> [What is asked]: Print every record below exactly as written.

> [Information given]:
········
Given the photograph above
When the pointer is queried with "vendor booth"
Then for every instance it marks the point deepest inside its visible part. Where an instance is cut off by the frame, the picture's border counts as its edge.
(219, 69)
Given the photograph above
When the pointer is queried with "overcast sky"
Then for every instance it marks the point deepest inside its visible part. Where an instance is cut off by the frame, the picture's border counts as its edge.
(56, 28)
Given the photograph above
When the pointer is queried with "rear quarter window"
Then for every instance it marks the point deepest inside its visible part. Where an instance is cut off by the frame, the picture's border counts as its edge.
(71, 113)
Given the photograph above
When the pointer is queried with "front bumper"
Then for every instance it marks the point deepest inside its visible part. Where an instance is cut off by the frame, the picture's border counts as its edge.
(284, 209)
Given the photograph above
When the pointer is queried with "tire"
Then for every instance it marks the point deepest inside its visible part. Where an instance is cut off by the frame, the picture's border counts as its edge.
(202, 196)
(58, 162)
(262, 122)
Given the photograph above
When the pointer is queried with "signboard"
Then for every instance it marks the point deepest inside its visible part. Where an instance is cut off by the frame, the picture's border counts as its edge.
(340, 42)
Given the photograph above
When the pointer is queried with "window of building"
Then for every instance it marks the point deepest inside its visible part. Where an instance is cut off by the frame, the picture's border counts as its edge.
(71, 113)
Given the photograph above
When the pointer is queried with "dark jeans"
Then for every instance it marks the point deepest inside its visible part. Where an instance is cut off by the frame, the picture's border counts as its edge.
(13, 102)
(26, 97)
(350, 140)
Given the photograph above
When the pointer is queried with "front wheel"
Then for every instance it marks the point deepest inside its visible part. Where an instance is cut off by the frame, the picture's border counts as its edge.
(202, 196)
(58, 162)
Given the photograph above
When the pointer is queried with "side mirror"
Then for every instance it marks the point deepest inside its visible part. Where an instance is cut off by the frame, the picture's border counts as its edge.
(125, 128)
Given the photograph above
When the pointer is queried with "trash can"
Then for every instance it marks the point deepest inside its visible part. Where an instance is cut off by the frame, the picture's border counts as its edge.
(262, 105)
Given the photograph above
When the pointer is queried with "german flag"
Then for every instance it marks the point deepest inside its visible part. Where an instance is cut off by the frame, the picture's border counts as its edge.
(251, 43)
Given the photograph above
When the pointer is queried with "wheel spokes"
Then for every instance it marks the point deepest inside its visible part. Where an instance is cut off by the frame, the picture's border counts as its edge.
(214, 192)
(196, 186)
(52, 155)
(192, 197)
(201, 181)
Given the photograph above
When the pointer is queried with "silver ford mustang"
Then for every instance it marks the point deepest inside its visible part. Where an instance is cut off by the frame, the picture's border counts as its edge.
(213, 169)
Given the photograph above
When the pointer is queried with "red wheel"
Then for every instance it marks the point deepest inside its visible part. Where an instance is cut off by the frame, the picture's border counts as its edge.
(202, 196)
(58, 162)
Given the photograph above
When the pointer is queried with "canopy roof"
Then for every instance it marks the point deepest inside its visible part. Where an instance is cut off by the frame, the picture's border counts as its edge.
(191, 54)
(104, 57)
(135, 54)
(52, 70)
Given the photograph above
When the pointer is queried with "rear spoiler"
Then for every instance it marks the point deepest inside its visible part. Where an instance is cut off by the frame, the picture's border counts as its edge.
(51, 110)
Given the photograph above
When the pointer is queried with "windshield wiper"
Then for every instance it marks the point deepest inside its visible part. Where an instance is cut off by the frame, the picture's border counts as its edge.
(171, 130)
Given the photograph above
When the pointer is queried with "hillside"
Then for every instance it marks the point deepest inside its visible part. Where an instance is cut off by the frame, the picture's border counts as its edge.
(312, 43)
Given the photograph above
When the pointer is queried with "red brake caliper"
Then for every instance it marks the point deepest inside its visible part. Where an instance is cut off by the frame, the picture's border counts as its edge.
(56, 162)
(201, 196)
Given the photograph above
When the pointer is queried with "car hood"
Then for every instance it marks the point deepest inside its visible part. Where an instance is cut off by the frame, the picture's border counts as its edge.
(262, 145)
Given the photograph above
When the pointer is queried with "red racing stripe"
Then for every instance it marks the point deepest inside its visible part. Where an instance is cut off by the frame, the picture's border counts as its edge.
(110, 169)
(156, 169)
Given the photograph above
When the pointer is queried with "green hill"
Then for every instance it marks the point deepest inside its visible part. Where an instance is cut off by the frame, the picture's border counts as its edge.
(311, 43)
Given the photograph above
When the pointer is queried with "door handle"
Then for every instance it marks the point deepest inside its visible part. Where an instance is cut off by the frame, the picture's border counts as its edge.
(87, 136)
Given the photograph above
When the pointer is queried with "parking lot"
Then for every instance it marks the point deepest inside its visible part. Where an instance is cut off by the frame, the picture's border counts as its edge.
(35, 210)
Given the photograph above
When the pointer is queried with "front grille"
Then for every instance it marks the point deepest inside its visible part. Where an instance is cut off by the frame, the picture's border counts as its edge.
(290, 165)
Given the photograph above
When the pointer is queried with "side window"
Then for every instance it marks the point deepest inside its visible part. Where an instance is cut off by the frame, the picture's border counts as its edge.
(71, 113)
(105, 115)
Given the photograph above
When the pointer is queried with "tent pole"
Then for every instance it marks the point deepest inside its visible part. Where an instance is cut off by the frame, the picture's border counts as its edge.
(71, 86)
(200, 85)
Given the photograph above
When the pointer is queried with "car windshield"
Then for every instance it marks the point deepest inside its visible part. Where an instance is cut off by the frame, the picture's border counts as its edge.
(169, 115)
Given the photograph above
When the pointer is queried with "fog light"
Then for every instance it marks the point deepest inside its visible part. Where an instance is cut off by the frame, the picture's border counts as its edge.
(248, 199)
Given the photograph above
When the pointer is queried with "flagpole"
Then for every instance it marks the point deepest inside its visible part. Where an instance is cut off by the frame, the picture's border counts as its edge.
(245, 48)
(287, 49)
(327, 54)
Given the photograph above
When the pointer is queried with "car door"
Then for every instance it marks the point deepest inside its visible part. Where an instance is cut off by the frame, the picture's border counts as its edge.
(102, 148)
········
> [In response]:
Given the photograph above
When the pointer is queried with "vendor booth"
Then for every instance it marks the point deepest inside its visible part. Where an instance is cut off by the frame, the picture's border counts as its edge.
(219, 69)
Given the photograph above
When the pointer is queried with "overcast sky"
Then for every instance it marks the point deepest inside its visible part. Where an instance is cut off by the frame, the picture's border counts as its edge.
(56, 28)
Given the photograph above
When the pointer is queried with "rear quarter window"
Then for every instance it marks the point deepest inside its visible part. Where an instance is cut off by the frame, the picture's border counts as its edge.
(71, 113)
Given the photograph above
When the pointer is queried with "front bumper"
Then for every instance it marks the point deepest inside its visible part. Where an instance is cut off by the frame, the picture's border counts as its edge.
(284, 209)
Given the photograph above
When the pointer is queried with "tire"
Then for every instance it marks the point deepest inside its visible part. Where an instance is cut off by the frame, the picture's border counts as its edge.
(202, 196)
(58, 162)
(262, 122)
Given the photograph above
When the pointer is queried with "signboard"
Then for every instance it marks the point deepest inside its visible part. Where an instance is cut off by the frame, the picture's border counts as its edge.
(340, 42)
Given the photograph above
When the pointer is queried with "window of building"
Then for every instance it marks the point deepest inside its visible part. Where an instance is cut off by the frame, the picture's border counts as its edge.
(71, 113)
Given the photograph above
When the pointer is queried with "dark jeans"
Then for every instance it marks the point deepest inside its visible part. Where an instance is cut off by the frame, the picture's border counts as its edge.
(13, 102)
(26, 97)
(350, 140)
Given the photograph above
When the pointer is queried with "front wheel"
Then for every instance it marks the point deepest inside its visible part. Where an instance is cut off by the frame, the picture's border counts as its edge.
(202, 196)
(58, 162)
Given the photograph above
When the pointer is queried with "side mirror"
Then for every instance it marks the point deepest inside its visible part. Where an instance is cut off by the frame, the picture's border counts as its edge.
(125, 128)
Given the photograph above
When the pointer is queried with "trash can"
Then for every instance it marks the point deepest inside its visible part. Where an instance is cut off by the frame, the picture's border counts as its edge.
(262, 105)
Given the photograph above
When the pointer is queried with "german flag"
Then for every instance it marks the point deepest inside its visible part. Where an instance is cut off by the frame, the picture's border counts as its edge.
(251, 43)
Given the photograph above
When the pointer is queried with "wheel spokes"
Then for every instance it marks the point deepest inside its visible part. Where an instance is cut off by the frame, the picture's border counts as its edge.
(214, 192)
(196, 186)
(52, 155)
(192, 197)
(201, 181)
Given the photograph above
When the pointer is queried with "silver ford mustang"
Then for every instance it marks the point deepest inside its visible part. Where an instance is cut off by the frame, the picture's border counts as its edge.
(213, 169)
Given the photograph above
When the pointer is queried with "red wheel"
Then for every instance it marks the point deepest inside its visible part. Where an instance is cut off by the frame, the picture's border counts as its edge.
(202, 196)
(58, 162)
Given the photograph above
When the pointer is queried with "canopy roof"
Then for every instance it marks the point deepest inside its visible part. Where an instance is cut off by the frame, the picture's border counts as its edge.
(191, 54)
(104, 57)
(135, 54)
(52, 70)
Given the photograph above
When the pointer is queried with "rear spoiler"
Then for every instance it marks the point deepest inside its visible part. Where an instance is cut off by the frame, the picture's border counts as its edge.
(51, 110)
Given the photograph above
When the pointer is queried with "windshield wiper"
Then for every instance it marks the point deepest inside its visible part. Where an instance is cut off by the frame, the picture's border counts as its edge.
(171, 130)
Given the photograph above
When the pointer is queried with "hillside"
Then for every instance it marks the point deepest inside its visible part. Where an instance is cut off by the frame, the picture's border counts as its edge.
(312, 43)
Given the photograph above
When the pointer is queried with "red brake caliper"
Then for every instance it marks the point deepest inside its visible part. Where an instance is cut off by the frame, the picture's border counts as its edge.
(56, 162)
(201, 196)
Given the photograph above
When the pointer is queried with "car hood"
Then for every instance it marks the point deepest inside its visible part. Where an instance is cut off by the frame, the picture's border counts as its edge.
(262, 145)
Given the photograph above
When the pointer is queried with "red racing stripe"
Then for every instance it marks the point deepest inside its visible part. Where an instance is cut off by the frame, the picture's border counts as its edge.
(110, 169)
(156, 169)
Given the photograph above
When the pointer is queried with "green hill"
Then for every instance it marks the point deepest inside its visible part. Where an instance is cut off by the frame, the picture's border counts as its edge.
(311, 43)
Given the photograph above
When the pointer is queried with "door handle"
Then for every instance it marks the point deepest inside its visible part. Where an instance is cut off by the frame, the picture's border counts as its edge.
(87, 136)
Given the photograph above
When the pointer is queried with "parking lot"
Then for every instance it marks the point deepest inside its visible part. Where an instance is cut off by the frame, the picture's border counts as its edge.
(35, 210)
Given the photograph above
When the pointer is queried with "front grille"
Then for every instance it marks the point deepest inside its visible part. Where an instance is cut off by the frame, the picture's border counts as its edge.
(290, 165)
Given the photograph above
When the pointer is queried with "side window"
Then for every instance it marks the point deepest inside its visible part. Where an instance is cut off by the frame, the picture's border counts as its edge.
(71, 113)
(105, 115)
Given the photograph above
When the pointer is queried with "tent pole"
Then for every instance it marks the point deepest inside its visible part. Where an instance is cut off by the frame, the picture's border counts as its edge.
(71, 86)
(200, 85)
Given the photograph above
When the pointer is queried with "car windshield"
Then for every instance it marks the point deepest inside its visible part. Where an instance is cut off by the frame, the picture's border counts as its edge.
(169, 115)
Given the photograph above
When the pointer is queried with "fog light"
Then for every instance it marks the point deepest inside its visible part. Where an instance is cut off by the frame, the picture's border counts as its edge.
(248, 199)
Given the photograph above
When the pointer is queried with "flagpole"
Then for every instance it marks the point deepest inside its visible part. Where an instance is cut off by the frame, the picture's border counts as its edge.
(245, 48)
(287, 49)
(327, 54)
Given the photograph above
When the pointer is queried with "car door"
Then for every instance it marks the point deepest inside its visible part. Where an instance is cut off by the frame, the picture's border counts as its edge.
(102, 148)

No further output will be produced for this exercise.